● Records from a data source:
******************************
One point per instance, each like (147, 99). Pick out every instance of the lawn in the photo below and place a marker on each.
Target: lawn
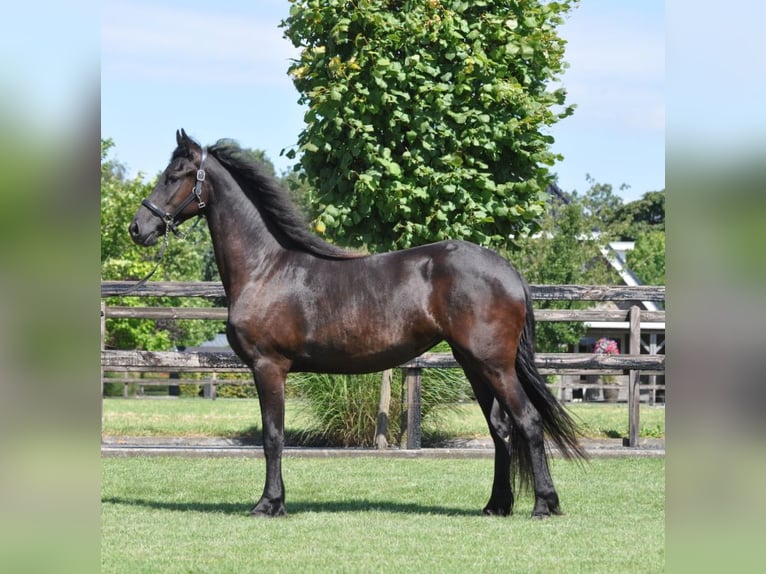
(374, 514)
(241, 418)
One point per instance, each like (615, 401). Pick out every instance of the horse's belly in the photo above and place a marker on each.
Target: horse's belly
(360, 358)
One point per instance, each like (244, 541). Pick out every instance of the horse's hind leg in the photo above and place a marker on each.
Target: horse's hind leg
(527, 437)
(501, 500)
******************************
● What the exercise asks: Convert the records, from the line containing "One point per instance, each like (244, 541)." through the final line, into a Markdown table with the columns Number and Entry. Put one line in each row and skip any blank lines.

● Written solution:
| Number | Entry |
|---|---|
| 1 | One point per instance, each like (244, 541). Pick out every instance of the horse's hind leg in the photo above and place a marker on each. |
| 2 | Target: horse's hind leg |
| 3 | (527, 437) |
| 4 | (501, 500) |